AUSGEWÄHLTER TEXT ->
▬▬▬▬▬▬▬▬▬▬
# Ubuntu hängt in der VirtualBox



## Stryke7 (23. Juni 2014)

*Ubuntu hängt in der VirtualBox*

Guten Abend zusammen, 

ich verzweifle gerade ein wenig mit meiner VirtualBox und Ubuntu. 

Die Probleme fingen damit an, dass meine mehrere Monate gut funktionierende Ubuntu-Virtualisierung heute aus irgendeinem Grund nicht mehr wollte.  Sie hängt sich nach dem LoggIn einfach auf, bzw tut garnichts mehr. 

Nachdem ich da nicht weitergekommen bin,  habe ich dann eine zweite VM mit Ubuntu eingerichtet.  Danach hatte ich dann das Problem, dass Ubuntu gewarnt hat, dass es zu wenig Speicher übrig hat um etwas herunterzuladen (eine 2,5GB große ISO).  Das ist bereits etwas seltsam, da es zu dem Zeitpunkt nur 5GB groß war und die eine dynamisch allokierte, 8GB große virtuelle Festplatte hat. 

Daraufhin habe ich ihm dann eine zweite Festplatte eingerichtet,  und seit dem bleibt auch dieses Ubuntu nach dem LoggIn kleben.  Auch nach einem entfernen der Festplatte.


Ich bin ehrlich gesagt ziemlich ratlos ...     Wo liegt das Problem?      Die VB einzeln funktioniert einwandfrei, meine anderen VMs haben keine Probleme. 


Specs:

Host:
i7 3610QM, 8GB RAM, 256GB SSD, GT650M und ein 1080p Monitor,   Win 7 HP SP1. 

Guest: 
Ubuntu 14.04,  1 bzw 4 Threads,  3GB RAM, 8GB Speicher,  Auflösung dynamisch an die Fenstergröße der VB angepasst.


----------



## Paulebaer1979 (23. Juni 2014)

*AW: Ubuntu hängt in der VirtualBox*

Könnte an der Plattengröße der VM liegen. Ubuntu legt Standardmäßig eine Partition für die Auslagerungsdatei an. Die ist entweder gleichgroß oder halb so groß wie der verfügbare RAM. Von den 8GB bleiben also entweder 5 oder 6,5 GB für´s System übrig.
Starte mal ne neue VM mit ner 15GB-Platte und 3GB RAM. Das sollte dann laufen.
▬▬▬▬▬▬▬▬▬▬
DATENTEIL ->
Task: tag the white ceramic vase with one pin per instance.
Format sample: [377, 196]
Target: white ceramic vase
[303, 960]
▬▬▬▬▬▬▬▬▬▬
AUFGABENSTELLUNG ->
1) Übertrage den folgenden Satz aus dem Thread über Ubuntu in der VirtualBox ins Englische: „Ubuntu legt Standardmäßig eine Partition für die Auslagerungsdatei an.“
2) Fasse den Thread über Ubuntu in der VirtualBox in zwei Sätzen zusammen.
3) Setze bitte den Thread über Ubuntu in der VirtualBox nach dem letzten Beitrag fort.

LÖSUNGEN PRO AUFGABE ->
1) By default, Ubuntu creates a partition for the swap file.

2) Ein Nutzer berichtet, dass seine lange problemlos laufende Ubuntu-VM in der VirtualBox nach dem Login hängen bleibt und dass auch eine zweite, neu eingerichtete Ubuntu-VM nach dem Hinzufügen einer zweiten Festplatte dasselbe Verhalten zeigt. Ein anderer Nutzer hält die Plattengröße der VM für eine mögliche Ursache, da Ubuntu standardmäßig eine Partition für die Auslagerungsdatei anlegt, und empfiehlt eine neue VM mit einer 15-GB-Platte und 3 GB RAM.

3)
----------



## Jimini (23. Juni 2014)

*AW: Ubuntu hängt in der VirtualBox*

Du kannst ebenfalls versuchen, irgendein Livesystem in der VM zu booten und dir dann mal die letzten Log-Einträge anzusehen:
- /-Partition der Ubuntu-Installation mounten
- im Terminal /var/log/messages, /var/log/syslog, /var/log/kern, /var/log/dmesg anschauen (die Namen der Logs können variieren)

MfG Jimini


----------



## Stryke7 (3. Juli 2014)

*AW: Ubuntu hängt in der VirtualBox*

Kleines Update:

Ich glaube, es liegt tatsächlich am Speicher. 


Ich habe festgestellt,  wenn man ihm im Login-Screen ein paar Sekunden mehr Zeit lässt,  lädt das System danach vollständig.  Und meckert dann über die volle Festplatte.

Was mich daran wiederum wundert, ist, dass diese nur 5,9GB groß ist.   Die VirtualBox hat ein Laufwerk mit 8GB und dynamischer Größe, welche derzeit auch nur bei 5,9GB liegt.   Wieso wird dieses virtuelle Laufwerk denn nun bei Bedarf nicht vergrößert? 


Ich vermute übrigens, dass auch die Startprobleme wirklich daran liegen, da Ubuntu doch bei jedem Start einige KB von irgendwas im System schreibt.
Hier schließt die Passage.